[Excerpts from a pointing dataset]
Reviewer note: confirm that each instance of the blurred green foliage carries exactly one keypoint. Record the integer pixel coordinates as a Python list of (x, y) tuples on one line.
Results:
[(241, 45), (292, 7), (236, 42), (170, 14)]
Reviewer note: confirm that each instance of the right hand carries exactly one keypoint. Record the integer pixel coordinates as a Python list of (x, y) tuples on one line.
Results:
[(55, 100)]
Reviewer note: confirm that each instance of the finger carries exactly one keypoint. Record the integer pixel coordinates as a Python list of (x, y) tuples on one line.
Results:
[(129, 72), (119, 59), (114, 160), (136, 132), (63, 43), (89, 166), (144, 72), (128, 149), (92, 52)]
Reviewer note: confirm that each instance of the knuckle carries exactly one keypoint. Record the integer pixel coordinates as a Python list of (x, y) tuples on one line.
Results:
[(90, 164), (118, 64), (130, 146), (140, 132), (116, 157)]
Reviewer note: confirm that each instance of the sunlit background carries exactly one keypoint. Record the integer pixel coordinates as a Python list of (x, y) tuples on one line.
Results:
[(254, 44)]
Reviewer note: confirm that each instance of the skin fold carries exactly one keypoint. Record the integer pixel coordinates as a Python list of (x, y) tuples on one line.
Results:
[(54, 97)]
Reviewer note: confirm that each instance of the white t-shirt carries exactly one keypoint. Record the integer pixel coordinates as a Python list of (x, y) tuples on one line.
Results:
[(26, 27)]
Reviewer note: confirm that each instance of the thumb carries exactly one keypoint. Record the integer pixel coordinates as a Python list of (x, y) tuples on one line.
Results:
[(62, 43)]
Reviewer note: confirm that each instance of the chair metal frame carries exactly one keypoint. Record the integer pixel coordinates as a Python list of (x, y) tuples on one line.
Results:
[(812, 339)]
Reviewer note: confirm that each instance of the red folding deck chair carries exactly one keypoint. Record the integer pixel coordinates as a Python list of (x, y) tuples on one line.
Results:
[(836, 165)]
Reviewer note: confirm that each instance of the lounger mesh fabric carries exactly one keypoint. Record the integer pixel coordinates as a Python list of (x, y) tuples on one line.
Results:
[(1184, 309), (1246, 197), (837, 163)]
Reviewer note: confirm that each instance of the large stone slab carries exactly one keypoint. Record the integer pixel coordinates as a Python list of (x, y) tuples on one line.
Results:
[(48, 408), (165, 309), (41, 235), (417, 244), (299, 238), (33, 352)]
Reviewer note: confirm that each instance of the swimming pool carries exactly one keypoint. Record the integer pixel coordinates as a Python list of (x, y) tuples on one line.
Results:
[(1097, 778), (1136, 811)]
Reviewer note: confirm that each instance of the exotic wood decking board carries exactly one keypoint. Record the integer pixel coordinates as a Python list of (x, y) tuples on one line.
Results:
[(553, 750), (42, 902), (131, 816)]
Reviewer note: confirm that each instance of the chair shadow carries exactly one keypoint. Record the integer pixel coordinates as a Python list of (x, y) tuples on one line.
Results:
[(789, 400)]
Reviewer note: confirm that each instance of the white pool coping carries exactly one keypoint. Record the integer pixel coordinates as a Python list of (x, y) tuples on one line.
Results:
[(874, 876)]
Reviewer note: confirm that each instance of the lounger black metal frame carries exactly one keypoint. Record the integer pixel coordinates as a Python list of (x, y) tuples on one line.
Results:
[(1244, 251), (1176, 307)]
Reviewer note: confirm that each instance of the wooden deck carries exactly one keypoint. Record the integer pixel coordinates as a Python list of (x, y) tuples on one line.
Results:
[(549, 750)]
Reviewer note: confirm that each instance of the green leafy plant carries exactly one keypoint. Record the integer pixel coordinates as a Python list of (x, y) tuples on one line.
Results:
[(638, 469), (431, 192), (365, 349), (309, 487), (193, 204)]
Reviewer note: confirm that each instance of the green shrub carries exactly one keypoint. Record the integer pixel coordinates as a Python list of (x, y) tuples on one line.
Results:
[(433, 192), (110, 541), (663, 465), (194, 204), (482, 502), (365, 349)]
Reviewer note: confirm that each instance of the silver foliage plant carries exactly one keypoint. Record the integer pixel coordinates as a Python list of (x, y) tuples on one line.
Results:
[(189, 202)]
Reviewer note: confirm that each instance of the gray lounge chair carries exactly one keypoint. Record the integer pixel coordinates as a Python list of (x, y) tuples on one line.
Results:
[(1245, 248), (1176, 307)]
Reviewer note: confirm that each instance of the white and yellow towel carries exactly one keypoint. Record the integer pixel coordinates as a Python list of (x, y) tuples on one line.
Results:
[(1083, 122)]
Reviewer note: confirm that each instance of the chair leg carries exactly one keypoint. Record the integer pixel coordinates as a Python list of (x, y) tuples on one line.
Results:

Exercise directions: Convert every line of the records above into a Markdown table with two columns, "Row" for a running number and "Line" for the line itself. Skip any blank lines.

Solution to the problem:
| Row | Line |
|---|---|
| 1 | Reviewer note: confirm that each instance of the blurred green foliage carries exactly one keypoint. Record the integer pixel coordinates as a Python list of (x, y) tuples on one line. |
| 2 | Results: |
| 3 | [(241, 45), (292, 7), (236, 42), (170, 14)] |
| 4 | Reviewer note: confirm that each instance of the right hand carries exactly one keypoint. Record the integer pixel coordinates as a Python list of (x, y) tuples on one line. |
| 5 | Results: |
| 6 | [(55, 100)] |
| 7 | Reviewer note: confirm that each instance of the finger carries exactly one keypoint. Record the integer pixel coordinates as a Python list of (x, y) tuples on one line. |
| 8 | Results: |
| 9 | [(129, 72), (119, 59), (114, 160), (136, 132), (63, 43), (89, 166), (144, 72), (128, 149), (92, 52)] |
| 10 | Reviewer note: confirm that each instance of the knuckle carries exactly one keypoint. Record the integer pixel coordinates as a Python list of (x, y) tuples on one line. |
| 11 | Results: |
| 12 | [(90, 164), (118, 64), (130, 146), (140, 132), (116, 157)] |
| 13 | Reviewer note: confirm that each instance of the sunlit background carries exactly one keypoint. Record the integer pixel coordinates as a Python list of (x, y) tuples on one line. |
| 14 | Results: |
| 15 | [(254, 44)] |
| 16 | Reviewer note: confirm that each instance of the skin fold carries exactly one keypoint. Record the integer pixel coordinates as a Python list of (x, y) tuples on one line. |
| 17 | Results: |
| 18 | [(54, 97)] |
| 19 | Reviewer note: confirm that each instance of the white t-shirt carries exactly one keypoint. Record the integer pixel coordinates as a Python list of (x, y) tuples on one line. |
| 20 | Results: |
| 21 | [(26, 27)] |
| 22 | Reviewer note: confirm that each instance of the thumb carries exactly one keypoint. Record the integer pixel coordinates as a Python list of (x, y) tuples on one line. |
| 23 | Results: |
| 24 | [(62, 43)] |
| 25 | Reviewer note: confirm that each instance of the chair metal frame carries exactly one keypoint. Record the integer pixel coordinates as a Python list of (x, y) tuples on one line. |
| 26 | Results: |
| 27 | [(812, 339)] |
| 28 | Reviewer note: confirm that each instance of the red folding deck chair carries exactly one keypoint. Record the integer pixel coordinates as a Python list of (x, y) tuples on one line. |
| 29 | Results: |
| 30 | [(836, 165)] |
| 31 | Reviewer note: confirm that each instance of the lounger mesh fabric carries exactly one keypoint. Record the integer pixel coordinates as a Python list of (x, y) tuples on one line. |
| 32 | Results: |
| 33 | [(1184, 309), (1246, 197), (837, 163)] |
| 34 | Reviewer note: confirm that each instance of the large stone slab carries exactly one keypoint. Record the integer pixel coordinates as a Python list of (x, y) tuples on one line. |
| 35 | Results: |
| 36 | [(48, 408), (165, 309), (41, 235), (417, 244), (299, 238), (33, 352)] |
| 37 | Reviewer note: confirm that each instance of the swimming pool carries exactly one keypoint. Record the integer pixel coordinates as a Python list of (x, y) tuples on one line. |
| 38 | Results: |
| 39 | [(1097, 778), (1136, 811)] |
| 40 | Reviewer note: confirm that each instance of the exotic wood decking board carries exactly one keypoint. Record the integer pixel coordinates as a Python list of (x, y) tuples on one line. |
| 41 | Results: |
| 42 | [(553, 750), (42, 902), (131, 816)] |
| 43 | Reviewer note: confirm that each instance of the chair shadow carries exactly one keypoint. Record the integer pixel coordinates as a Python list of (x, y) tuples on one line. |
| 44 | Results: |
| 45 | [(789, 400)] |
| 46 | Reviewer note: confirm that each instance of the white pool coping carries exactly one keypoint. Record the integer pixel coordinates as a Python list of (x, y) tuples on one line. |
| 47 | Results: |
| 48 | [(874, 876)] |
| 49 | Reviewer note: confirm that each instance of the lounger black metal frame carries exactly one keypoint. Record the integer pixel coordinates as a Python list of (x, y) tuples on one line. |
| 50 | Results: |
| 51 | [(1244, 251), (1176, 307)] |
| 52 | Reviewer note: confirm that each instance of the wooden deck carries exactly one keypoint. Record the integer pixel coordinates as a Python list of (x, y) tuples on one line. |
| 53 | Results: |
| 54 | [(549, 750)] |
| 55 | Reviewer note: confirm that each instance of the green leafy plant carries exactly one keypoint. Record the integer pixel coordinates as a Python list of (x, y) tuples on one line. |
| 56 | Results: |
| 57 | [(638, 469), (431, 192), (365, 349), (309, 487), (193, 204)] |
| 58 | Reviewer note: confirm that each instance of the green shrub carries exactly one keypoint. Record the integer pixel coordinates as a Python list of (x, y) tuples on one line. |
| 59 | Results: |
| 60 | [(433, 192), (110, 541), (663, 465), (194, 204), (482, 502), (365, 349)] |
| 61 | Reviewer note: confirm that each instance of the silver foliage plant carries exactly one keypoint. Record the integer pixel coordinates as a Python list of (x, y) tuples on one line. |
| 62 | Results: |
| 63 | [(189, 202)] |
| 64 | Reviewer note: confirm that each instance of the gray lounge chair carries exactly one keypoint. Record the integer pixel coordinates as a Python list of (x, y) tuples on one line. |
| 65 | Results: |
| 66 | [(1245, 248), (1176, 307)] |
| 67 | Reviewer note: confirm that each instance of the white and yellow towel carries exactly one keypoint. Record the integer pixel coordinates as a Python list of (x, y) tuples on one line. |
| 68 | Results: |
| 69 | [(1083, 122)] |
| 70 | Reviewer note: confirm that each instance of the chair leg carries exactly one keypoint. Record the integer pixel coordinates as a Python list of (x, y) tuples on one line. |
| 71 | Results: |